Recast every line of the records below as a Markdown table with two columns, "Row" for the row number and "Line" for the line itself, leaving out any blank lines.

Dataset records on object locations
## Begin

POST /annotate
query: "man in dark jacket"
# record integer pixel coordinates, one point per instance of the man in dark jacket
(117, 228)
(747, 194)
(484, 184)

## End

> _Solution_
| Row | Line |
|---|---|
| 1 | POST /annotate |
| 2 | query: "man in dark jacket" |
| 3 | # record integer pixel coordinates, one point per instance of the man in dark jacket |
| 4 | (117, 228) |
| 5 | (747, 194) |
| 6 | (484, 184) |